Short problem
Update the items below so that every "night-vision image" becomes "infrared frame", with nothing else changed. Leave the pictures out of your answer.

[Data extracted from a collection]
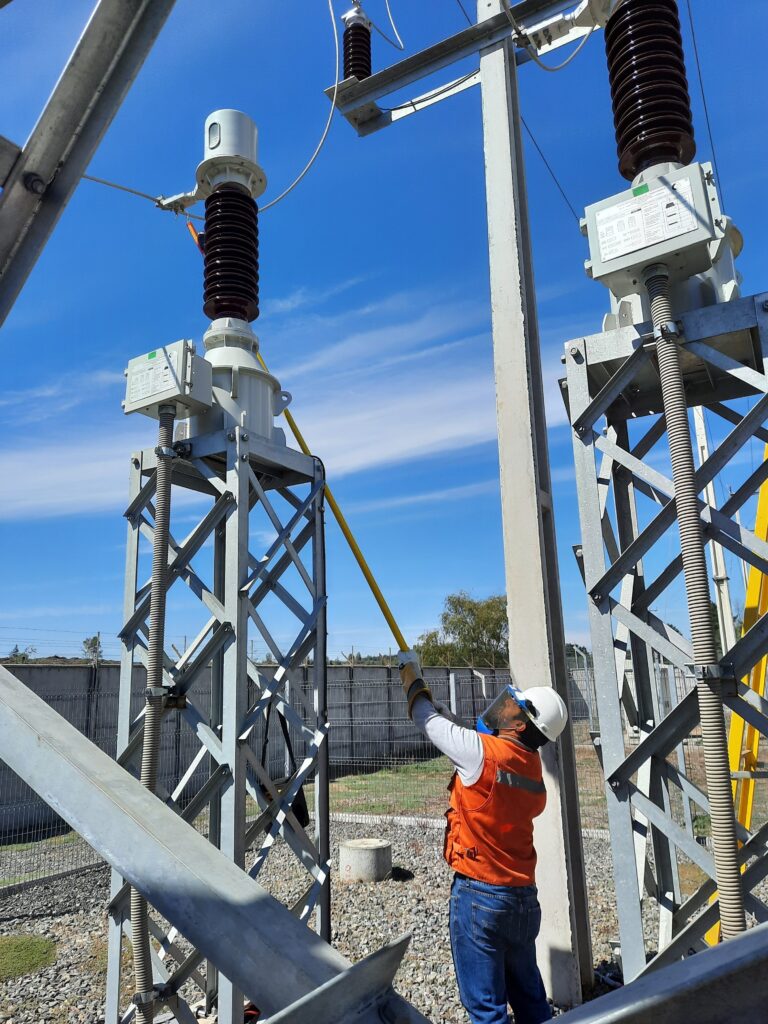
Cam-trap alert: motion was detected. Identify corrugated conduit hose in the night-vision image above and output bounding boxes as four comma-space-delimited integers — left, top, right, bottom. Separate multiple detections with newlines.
645, 264, 746, 939
131, 406, 175, 1024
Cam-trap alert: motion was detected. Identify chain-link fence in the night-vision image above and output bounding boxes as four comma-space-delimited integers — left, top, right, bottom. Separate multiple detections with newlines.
0, 663, 606, 891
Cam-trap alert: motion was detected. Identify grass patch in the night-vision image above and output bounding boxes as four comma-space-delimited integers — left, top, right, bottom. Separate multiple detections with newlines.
0, 935, 56, 981
0, 831, 80, 853
325, 757, 453, 816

Written response
Cam-trap alert: motion was detected. Identify corrugated conduit hose in the infrared frame above and output bounding boxes as four comma-space-delimited integers — left, top, right, bottom. Separate multiple detections with newlines.
645, 264, 746, 939
131, 406, 175, 1024
Cam-trap alert: motion was detected. Identify chain-link fence in the infrared frame above and output bounding boxes as four comma-space-delimited integers — left, top, right, bottom. Separate multiple detections with newlines.
0, 663, 606, 891
Cam-trap alert: motion was detected. Identify grass patch in the infrared frame above and output bounding boxes as four comma-space-delimited integers — left, top, right, bottom. Separate multiple detections with newlines.
0, 935, 56, 981
0, 831, 80, 853
325, 757, 453, 816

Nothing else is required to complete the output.